## PROBLEM STATEMENT
Restate the listing below word for word. No picture belongs in the result.

## MATERIAL SHOWN
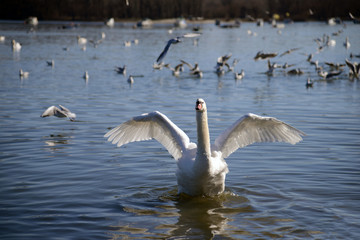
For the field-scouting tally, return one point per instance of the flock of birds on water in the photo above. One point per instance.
(201, 166)
(223, 65)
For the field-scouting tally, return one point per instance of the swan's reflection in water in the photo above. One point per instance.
(56, 142)
(188, 217)
(227, 216)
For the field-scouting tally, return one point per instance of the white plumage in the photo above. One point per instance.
(59, 112)
(201, 167)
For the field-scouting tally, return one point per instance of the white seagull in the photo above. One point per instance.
(201, 167)
(239, 76)
(23, 74)
(354, 68)
(61, 113)
(174, 41)
(16, 46)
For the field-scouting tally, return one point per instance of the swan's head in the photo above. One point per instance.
(200, 105)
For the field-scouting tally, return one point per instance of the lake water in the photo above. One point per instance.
(62, 180)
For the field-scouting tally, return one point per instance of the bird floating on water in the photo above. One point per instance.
(174, 41)
(177, 70)
(81, 40)
(262, 56)
(239, 76)
(289, 51)
(130, 80)
(354, 68)
(61, 113)
(16, 46)
(86, 76)
(51, 63)
(347, 43)
(23, 74)
(327, 75)
(121, 70)
(110, 22)
(309, 83)
(201, 167)
(194, 70)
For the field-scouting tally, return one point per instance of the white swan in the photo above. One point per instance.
(201, 167)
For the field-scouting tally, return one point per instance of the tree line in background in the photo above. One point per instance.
(99, 10)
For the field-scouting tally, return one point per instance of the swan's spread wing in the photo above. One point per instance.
(252, 128)
(151, 125)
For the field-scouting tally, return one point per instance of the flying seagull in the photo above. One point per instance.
(201, 167)
(174, 41)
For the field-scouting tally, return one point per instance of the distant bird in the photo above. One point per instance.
(81, 40)
(296, 71)
(335, 66)
(232, 67)
(221, 63)
(194, 70)
(197, 73)
(86, 76)
(110, 22)
(16, 46)
(121, 70)
(354, 68)
(286, 65)
(309, 83)
(23, 74)
(135, 41)
(271, 67)
(310, 56)
(355, 19)
(127, 43)
(347, 43)
(327, 75)
(177, 70)
(174, 41)
(191, 67)
(262, 56)
(239, 76)
(131, 80)
(159, 66)
(51, 63)
(201, 166)
(289, 51)
(61, 113)
(97, 42)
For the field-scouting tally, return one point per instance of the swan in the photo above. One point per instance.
(201, 167)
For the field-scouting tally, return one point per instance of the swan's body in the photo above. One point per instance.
(59, 112)
(201, 167)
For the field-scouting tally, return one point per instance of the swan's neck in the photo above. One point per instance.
(203, 144)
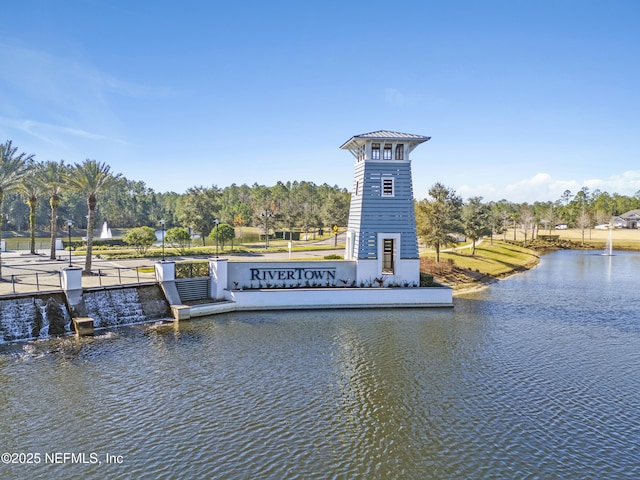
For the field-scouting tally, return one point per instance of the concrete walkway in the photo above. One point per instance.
(23, 273)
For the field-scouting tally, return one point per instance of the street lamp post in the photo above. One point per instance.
(162, 226)
(217, 222)
(69, 228)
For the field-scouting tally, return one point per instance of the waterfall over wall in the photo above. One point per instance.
(40, 316)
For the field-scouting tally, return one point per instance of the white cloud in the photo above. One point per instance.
(544, 187)
(396, 98)
(52, 134)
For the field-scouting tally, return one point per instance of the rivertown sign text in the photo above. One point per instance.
(292, 274)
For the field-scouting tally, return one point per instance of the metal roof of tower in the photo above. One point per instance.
(356, 140)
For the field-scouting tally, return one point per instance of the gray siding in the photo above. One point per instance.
(371, 212)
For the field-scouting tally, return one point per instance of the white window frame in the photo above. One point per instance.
(387, 152)
(375, 152)
(385, 181)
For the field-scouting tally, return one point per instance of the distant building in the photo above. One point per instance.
(630, 219)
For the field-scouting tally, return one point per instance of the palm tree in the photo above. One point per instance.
(13, 168)
(51, 177)
(90, 178)
(30, 187)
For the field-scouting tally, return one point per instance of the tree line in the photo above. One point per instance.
(443, 215)
(46, 196)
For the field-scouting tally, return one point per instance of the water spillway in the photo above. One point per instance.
(40, 316)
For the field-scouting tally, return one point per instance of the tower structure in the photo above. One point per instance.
(381, 234)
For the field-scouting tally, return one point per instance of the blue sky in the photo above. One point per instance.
(522, 99)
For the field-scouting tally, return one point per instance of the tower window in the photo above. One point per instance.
(386, 154)
(375, 151)
(388, 267)
(387, 187)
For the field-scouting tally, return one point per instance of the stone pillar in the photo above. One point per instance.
(218, 274)
(72, 280)
(166, 277)
(165, 271)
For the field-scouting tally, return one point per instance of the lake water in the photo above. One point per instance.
(535, 377)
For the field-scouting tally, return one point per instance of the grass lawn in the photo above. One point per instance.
(459, 269)
(623, 238)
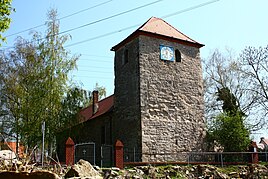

## YOUR RESPONSE
For the field-scouting tally, return one point per instance of the flock of birds on water in the photo above. One point per instance.
(201, 166)
(223, 65)
For the field-scouting tally, return one point per instance of the swan's reflection in water in the photo above. One point per instance.
(56, 142)
(188, 217)
(227, 216)
For the field-scouting tally, return one point per instance of the white plumage in the photo above. One point per instance.
(59, 112)
(201, 167)
For the field-scouting tally, return one point per instance of the white seagull in the photo above. One point per instance.
(201, 167)
(239, 76)
(23, 74)
(354, 68)
(61, 113)
(174, 41)
(16, 46)
For the field-scouting tally, return one point per instance of the swan's head in the photo above. One point per instance.
(200, 105)
For the field-scouting tally, return one point per instance of the lake water in the photo above. One point per instance.
(62, 180)
For the field-scouting tally, return one point per instance of the bird floating on water in the photo above. One point per instance.
(174, 41)
(177, 70)
(81, 40)
(262, 56)
(239, 76)
(289, 51)
(130, 80)
(354, 68)
(61, 113)
(16, 46)
(86, 76)
(51, 63)
(347, 43)
(23, 74)
(327, 75)
(121, 70)
(110, 22)
(309, 83)
(201, 167)
(194, 70)
For the field-scouting tally, return one point per instance of the white swan in the photo above. One point per instance.
(201, 167)
For the field-scouting tally, return one point per instance of the tree line in background in the photo above. One point per instance.
(99, 10)
For the field-scouting tally, return one point per instance of the swan's spread wing in the photo above. One point per instance.
(252, 128)
(151, 125)
For the field-scouting tally, return one point per instance of the flying seagull in the photo above. One point per instance.
(201, 167)
(174, 41)
For the field-scouting tally, return one point per instance of the distant bird in the photo above. One point per instance.
(81, 40)
(296, 71)
(335, 66)
(232, 67)
(221, 63)
(194, 70)
(197, 73)
(86, 76)
(110, 22)
(16, 46)
(121, 70)
(354, 68)
(286, 65)
(309, 83)
(23, 74)
(135, 41)
(271, 67)
(310, 56)
(355, 19)
(127, 43)
(347, 43)
(327, 75)
(177, 70)
(174, 41)
(191, 67)
(262, 56)
(239, 76)
(131, 80)
(159, 66)
(51, 63)
(201, 166)
(289, 51)
(61, 113)
(97, 42)
For the field-scouting tally, return one point per instance of the swan in the photo above. One point per instance.
(201, 167)
For the field-scouting tally, return one point per instance of the swan's body in the photo above. One point per instance.
(59, 112)
(201, 167)
For the field-scouting tally, return one point per instance of the swan's neck in the photo above. One point per instance.
(203, 144)
For the field-scouting tally, return one point per instance of the concrete walkway in the photo above. One point per instance.
(23, 273)
For the field-scouting tally, return one point per instance of the street lamp post in the photo above. One point per instance.
(162, 226)
(217, 222)
(69, 228)
For the field-scouting tally, return one point per instance of the waterfall over wall in the photo above. One point per instance.
(40, 316)
For the field-scouting tally, return one point per instance of the white cloud in the photo above. One point per instance.
(544, 187)
(396, 98)
(52, 134)
For the field-scouting tally, return one point per instance of the rivertown sign text in the photo above. One point per instance.
(292, 274)
For the field-scouting tally, return one point per instance of the metal roof of tower in the photo above. One point per instance.
(356, 140)
For the field-scouting tally, return one point per instance of the gray siding in the photo above. One point per instance.
(371, 212)
For the field-scouting tally, return one point per instance of the white window frame in the photo above. One point per instance.
(387, 152)
(375, 152)
(385, 181)
For the field-scouting tally, return one point per instance of the distant building in the photo above. One point per instance.
(630, 219)
For the field-scouting tally, return one point per instance of the palm tree in the photo above. One point per instance.
(13, 168)
(51, 177)
(90, 178)
(30, 187)
For the field-scouting tally, return one point per instance of the tree line in the photo above. One point per instance.
(443, 215)
(46, 196)
For the field-scouting tally, return one point per instance of the water spillway in the photo above. One point per instance.
(40, 316)
For the field-scouting tally, return one point per instance of the tower structure in the photo above. One point per instance.
(381, 234)
For the field-scouting tally, return one point per instance of the blue sky in the photo above. One point per instance.
(522, 99)
For the field-scouting tally, return one point per instance of the tower window in the photo above. One point per instance.
(386, 154)
(375, 151)
(388, 267)
(387, 187)
For the field-scouting tally, return one point per instance of the stone pillar in the photo above. One point per instance.
(218, 274)
(72, 280)
(166, 277)
(165, 271)
For the field-scouting tally, return one point per instance of the lake water in the photo above. One point per instance.
(535, 377)
For the field-scouting tally, return one point per instance of the grass lawn in the photo above. One point per instance.
(459, 269)
(623, 238)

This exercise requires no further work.